## Prompt
Rewrite the records below as a numbered list, starting at the line that contains "For the benchmark, mark every instance of the green seedling" and ending at the last line of the records, with both ends included and blank lines left out.

** BEGIN **

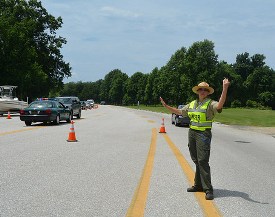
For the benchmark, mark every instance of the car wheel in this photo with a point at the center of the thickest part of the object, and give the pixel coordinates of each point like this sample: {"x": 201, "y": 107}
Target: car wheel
{"x": 69, "y": 119}
{"x": 79, "y": 114}
{"x": 57, "y": 120}
{"x": 28, "y": 123}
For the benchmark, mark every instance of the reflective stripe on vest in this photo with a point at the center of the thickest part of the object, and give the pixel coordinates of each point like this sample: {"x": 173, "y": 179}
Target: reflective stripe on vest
{"x": 198, "y": 116}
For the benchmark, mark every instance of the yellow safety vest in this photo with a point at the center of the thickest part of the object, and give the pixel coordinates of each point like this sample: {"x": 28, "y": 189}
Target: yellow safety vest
{"x": 198, "y": 116}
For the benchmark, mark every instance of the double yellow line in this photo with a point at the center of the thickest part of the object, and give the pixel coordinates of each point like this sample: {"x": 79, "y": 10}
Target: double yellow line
{"x": 21, "y": 130}
{"x": 138, "y": 203}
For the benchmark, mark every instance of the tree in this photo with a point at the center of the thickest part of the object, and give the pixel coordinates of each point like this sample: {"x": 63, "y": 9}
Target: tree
{"x": 30, "y": 55}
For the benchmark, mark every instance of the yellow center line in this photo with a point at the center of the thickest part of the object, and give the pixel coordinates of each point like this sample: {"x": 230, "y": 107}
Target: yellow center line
{"x": 19, "y": 131}
{"x": 138, "y": 203}
{"x": 209, "y": 208}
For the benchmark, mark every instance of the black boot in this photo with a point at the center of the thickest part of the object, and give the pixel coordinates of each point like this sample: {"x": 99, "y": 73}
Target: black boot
{"x": 194, "y": 189}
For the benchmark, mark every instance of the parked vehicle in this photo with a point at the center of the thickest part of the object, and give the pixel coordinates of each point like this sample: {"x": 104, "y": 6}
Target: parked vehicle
{"x": 83, "y": 105}
{"x": 73, "y": 104}
{"x": 90, "y": 103}
{"x": 8, "y": 100}
{"x": 179, "y": 120}
{"x": 45, "y": 111}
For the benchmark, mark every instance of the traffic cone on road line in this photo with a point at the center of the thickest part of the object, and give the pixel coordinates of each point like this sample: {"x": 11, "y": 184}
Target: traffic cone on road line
{"x": 162, "y": 127}
{"x": 72, "y": 137}
{"x": 9, "y": 115}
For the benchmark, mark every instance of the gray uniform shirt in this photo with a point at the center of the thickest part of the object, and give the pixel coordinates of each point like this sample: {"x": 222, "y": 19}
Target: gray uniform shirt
{"x": 210, "y": 112}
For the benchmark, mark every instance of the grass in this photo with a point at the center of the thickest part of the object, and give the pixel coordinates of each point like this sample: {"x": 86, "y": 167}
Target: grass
{"x": 232, "y": 116}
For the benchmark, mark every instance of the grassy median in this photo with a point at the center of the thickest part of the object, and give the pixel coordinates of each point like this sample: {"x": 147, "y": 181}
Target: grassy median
{"x": 232, "y": 116}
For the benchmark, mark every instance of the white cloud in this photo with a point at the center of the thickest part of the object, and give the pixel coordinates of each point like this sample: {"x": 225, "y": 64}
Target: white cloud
{"x": 115, "y": 12}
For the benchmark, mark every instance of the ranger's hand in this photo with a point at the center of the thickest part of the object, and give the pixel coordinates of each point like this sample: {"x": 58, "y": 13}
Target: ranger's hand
{"x": 226, "y": 83}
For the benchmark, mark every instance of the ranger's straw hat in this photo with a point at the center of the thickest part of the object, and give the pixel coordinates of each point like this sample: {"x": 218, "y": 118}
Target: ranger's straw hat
{"x": 203, "y": 85}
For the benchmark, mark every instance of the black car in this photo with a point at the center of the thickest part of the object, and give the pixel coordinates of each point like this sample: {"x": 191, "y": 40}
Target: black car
{"x": 45, "y": 111}
{"x": 73, "y": 104}
{"x": 179, "y": 120}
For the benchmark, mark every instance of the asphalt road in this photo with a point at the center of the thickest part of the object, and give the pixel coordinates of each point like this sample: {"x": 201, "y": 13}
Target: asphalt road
{"x": 122, "y": 166}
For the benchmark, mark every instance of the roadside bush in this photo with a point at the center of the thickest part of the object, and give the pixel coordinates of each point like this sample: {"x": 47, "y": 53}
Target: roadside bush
{"x": 236, "y": 104}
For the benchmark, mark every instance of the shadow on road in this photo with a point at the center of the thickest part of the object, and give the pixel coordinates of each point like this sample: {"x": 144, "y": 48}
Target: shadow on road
{"x": 228, "y": 193}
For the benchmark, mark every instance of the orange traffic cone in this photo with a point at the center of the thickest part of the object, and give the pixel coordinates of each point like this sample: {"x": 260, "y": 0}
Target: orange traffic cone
{"x": 72, "y": 137}
{"x": 162, "y": 127}
{"x": 9, "y": 115}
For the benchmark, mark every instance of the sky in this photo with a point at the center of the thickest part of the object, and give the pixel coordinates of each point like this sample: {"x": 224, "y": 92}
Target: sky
{"x": 139, "y": 35}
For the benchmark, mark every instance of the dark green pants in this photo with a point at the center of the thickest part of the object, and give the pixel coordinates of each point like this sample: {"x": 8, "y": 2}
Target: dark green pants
{"x": 199, "y": 148}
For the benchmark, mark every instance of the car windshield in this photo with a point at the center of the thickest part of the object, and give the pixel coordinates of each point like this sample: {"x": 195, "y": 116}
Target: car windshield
{"x": 41, "y": 104}
{"x": 65, "y": 100}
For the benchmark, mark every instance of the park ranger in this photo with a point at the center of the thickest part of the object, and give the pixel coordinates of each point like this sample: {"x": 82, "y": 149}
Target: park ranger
{"x": 201, "y": 113}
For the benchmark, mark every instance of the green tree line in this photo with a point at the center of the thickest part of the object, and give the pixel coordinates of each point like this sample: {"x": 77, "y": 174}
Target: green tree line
{"x": 252, "y": 81}
{"x": 30, "y": 58}
{"x": 30, "y": 50}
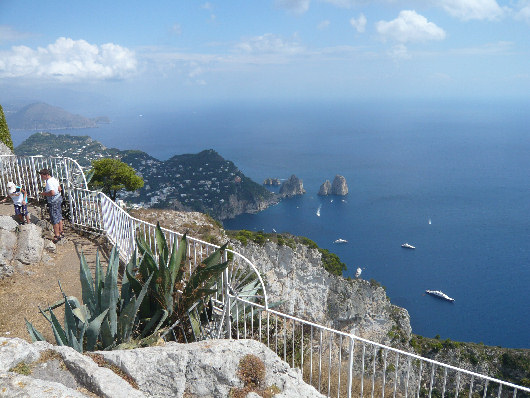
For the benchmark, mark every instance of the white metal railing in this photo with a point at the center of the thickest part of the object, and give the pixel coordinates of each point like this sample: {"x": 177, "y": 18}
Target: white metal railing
{"x": 336, "y": 363}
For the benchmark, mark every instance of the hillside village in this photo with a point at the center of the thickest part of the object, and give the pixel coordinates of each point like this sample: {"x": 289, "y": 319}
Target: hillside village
{"x": 202, "y": 182}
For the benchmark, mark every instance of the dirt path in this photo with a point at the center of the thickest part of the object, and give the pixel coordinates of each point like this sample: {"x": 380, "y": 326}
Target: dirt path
{"x": 37, "y": 285}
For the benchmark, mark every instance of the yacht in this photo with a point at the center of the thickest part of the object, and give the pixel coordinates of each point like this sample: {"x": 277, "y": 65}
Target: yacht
{"x": 439, "y": 294}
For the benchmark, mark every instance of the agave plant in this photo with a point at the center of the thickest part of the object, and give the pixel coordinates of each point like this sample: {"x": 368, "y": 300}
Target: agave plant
{"x": 105, "y": 319}
{"x": 175, "y": 295}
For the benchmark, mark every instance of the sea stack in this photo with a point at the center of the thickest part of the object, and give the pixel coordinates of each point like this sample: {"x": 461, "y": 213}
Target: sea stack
{"x": 293, "y": 186}
{"x": 339, "y": 186}
{"x": 325, "y": 189}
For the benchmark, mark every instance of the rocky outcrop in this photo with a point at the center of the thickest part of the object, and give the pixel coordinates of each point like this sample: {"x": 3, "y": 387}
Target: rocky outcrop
{"x": 272, "y": 181}
{"x": 21, "y": 245}
{"x": 325, "y": 188}
{"x": 292, "y": 187}
{"x": 339, "y": 186}
{"x": 4, "y": 150}
{"x": 298, "y": 278}
{"x": 203, "y": 369}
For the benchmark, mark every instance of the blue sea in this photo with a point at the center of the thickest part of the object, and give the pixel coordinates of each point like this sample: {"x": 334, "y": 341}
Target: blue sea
{"x": 465, "y": 166}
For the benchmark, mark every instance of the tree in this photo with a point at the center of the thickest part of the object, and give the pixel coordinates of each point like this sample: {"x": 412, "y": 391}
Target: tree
{"x": 111, "y": 175}
{"x": 5, "y": 135}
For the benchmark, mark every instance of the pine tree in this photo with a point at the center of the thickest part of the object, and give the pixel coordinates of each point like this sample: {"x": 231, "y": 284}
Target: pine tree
{"x": 5, "y": 136}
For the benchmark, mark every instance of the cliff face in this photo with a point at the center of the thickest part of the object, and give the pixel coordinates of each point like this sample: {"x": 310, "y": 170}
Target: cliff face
{"x": 325, "y": 188}
{"x": 339, "y": 186}
{"x": 308, "y": 291}
{"x": 293, "y": 186}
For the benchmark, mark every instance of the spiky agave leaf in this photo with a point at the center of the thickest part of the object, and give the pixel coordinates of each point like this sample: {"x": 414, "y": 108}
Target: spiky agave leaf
{"x": 87, "y": 286}
{"x": 93, "y": 330}
{"x": 33, "y": 333}
{"x": 162, "y": 248}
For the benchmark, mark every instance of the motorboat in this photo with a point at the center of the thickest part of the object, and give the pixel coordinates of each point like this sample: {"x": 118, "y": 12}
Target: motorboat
{"x": 439, "y": 294}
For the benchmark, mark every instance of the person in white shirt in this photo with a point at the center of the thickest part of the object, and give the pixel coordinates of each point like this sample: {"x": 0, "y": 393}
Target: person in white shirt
{"x": 20, "y": 201}
{"x": 52, "y": 192}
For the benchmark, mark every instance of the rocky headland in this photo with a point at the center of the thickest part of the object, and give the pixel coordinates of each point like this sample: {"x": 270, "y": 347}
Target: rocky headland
{"x": 291, "y": 187}
{"x": 41, "y": 116}
{"x": 204, "y": 182}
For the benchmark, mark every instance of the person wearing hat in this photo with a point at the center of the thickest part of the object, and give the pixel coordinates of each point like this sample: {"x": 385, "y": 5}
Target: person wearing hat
{"x": 20, "y": 201}
{"x": 52, "y": 192}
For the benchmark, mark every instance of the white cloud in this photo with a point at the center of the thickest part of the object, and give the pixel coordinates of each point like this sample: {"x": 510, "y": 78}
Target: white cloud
{"x": 342, "y": 3}
{"x": 323, "y": 25}
{"x": 399, "y": 51}
{"x": 524, "y": 11}
{"x": 8, "y": 34}
{"x": 409, "y": 26}
{"x": 295, "y": 6}
{"x": 472, "y": 9}
{"x": 269, "y": 44}
{"x": 69, "y": 60}
{"x": 359, "y": 23}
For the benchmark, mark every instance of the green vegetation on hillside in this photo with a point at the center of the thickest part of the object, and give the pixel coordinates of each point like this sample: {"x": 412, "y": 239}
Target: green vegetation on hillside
{"x": 112, "y": 175}
{"x": 5, "y": 135}
{"x": 330, "y": 261}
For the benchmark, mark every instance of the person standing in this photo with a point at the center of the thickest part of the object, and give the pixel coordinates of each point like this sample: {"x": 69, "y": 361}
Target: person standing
{"x": 20, "y": 201}
{"x": 52, "y": 191}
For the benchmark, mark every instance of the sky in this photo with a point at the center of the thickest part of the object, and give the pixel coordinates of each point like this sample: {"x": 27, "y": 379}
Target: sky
{"x": 80, "y": 54}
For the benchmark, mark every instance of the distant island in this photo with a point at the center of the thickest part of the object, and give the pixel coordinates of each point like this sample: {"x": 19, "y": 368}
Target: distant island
{"x": 41, "y": 116}
{"x": 203, "y": 182}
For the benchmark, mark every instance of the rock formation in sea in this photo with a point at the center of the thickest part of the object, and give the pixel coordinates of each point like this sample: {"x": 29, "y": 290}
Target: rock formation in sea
{"x": 339, "y": 186}
{"x": 325, "y": 188}
{"x": 272, "y": 181}
{"x": 292, "y": 187}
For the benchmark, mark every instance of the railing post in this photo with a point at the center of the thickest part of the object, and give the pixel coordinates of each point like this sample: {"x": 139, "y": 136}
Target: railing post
{"x": 227, "y": 306}
{"x": 350, "y": 366}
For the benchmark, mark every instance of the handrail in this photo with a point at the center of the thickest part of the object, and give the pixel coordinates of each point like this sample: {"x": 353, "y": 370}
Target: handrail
{"x": 95, "y": 211}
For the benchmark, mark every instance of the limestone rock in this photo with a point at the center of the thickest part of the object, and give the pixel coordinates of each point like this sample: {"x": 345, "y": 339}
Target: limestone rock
{"x": 8, "y": 224}
{"x": 292, "y": 187}
{"x": 204, "y": 369}
{"x": 339, "y": 186}
{"x": 298, "y": 278}
{"x": 30, "y": 244}
{"x": 325, "y": 188}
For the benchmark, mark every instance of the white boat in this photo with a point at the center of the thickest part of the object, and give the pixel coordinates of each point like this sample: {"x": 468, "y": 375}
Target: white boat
{"x": 440, "y": 294}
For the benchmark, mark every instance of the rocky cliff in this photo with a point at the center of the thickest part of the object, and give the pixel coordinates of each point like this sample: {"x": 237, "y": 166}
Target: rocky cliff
{"x": 21, "y": 245}
{"x": 339, "y": 186}
{"x": 204, "y": 369}
{"x": 325, "y": 188}
{"x": 292, "y": 187}
{"x": 298, "y": 278}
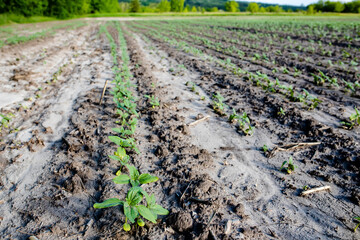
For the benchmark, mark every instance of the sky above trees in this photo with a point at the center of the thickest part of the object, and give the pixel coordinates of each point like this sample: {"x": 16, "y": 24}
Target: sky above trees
{"x": 291, "y": 2}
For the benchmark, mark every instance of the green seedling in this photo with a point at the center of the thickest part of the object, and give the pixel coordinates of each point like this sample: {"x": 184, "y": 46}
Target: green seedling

** END **

## Task response
1. For the benchmark, mark every instance of the green seedling in this photo with a point at the center of the thickest part of the object, and give the pixel coordinates of each point like this sample: {"x": 184, "y": 46}
2. Target: green seedling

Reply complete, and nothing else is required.